* [Provided material]
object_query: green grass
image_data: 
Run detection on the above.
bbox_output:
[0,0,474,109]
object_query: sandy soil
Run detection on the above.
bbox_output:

* [What is asked] Please put every line of the items above into a numbered list, leaving out any blank lines.

* [Result]
1. object_query: green grass
2. image_data: 
3. Run detection on the above.
4. bbox_output:
5. [0,0,474,109]
6. object_query: sandy soil
7. Run detection on the above.
8. bbox_output:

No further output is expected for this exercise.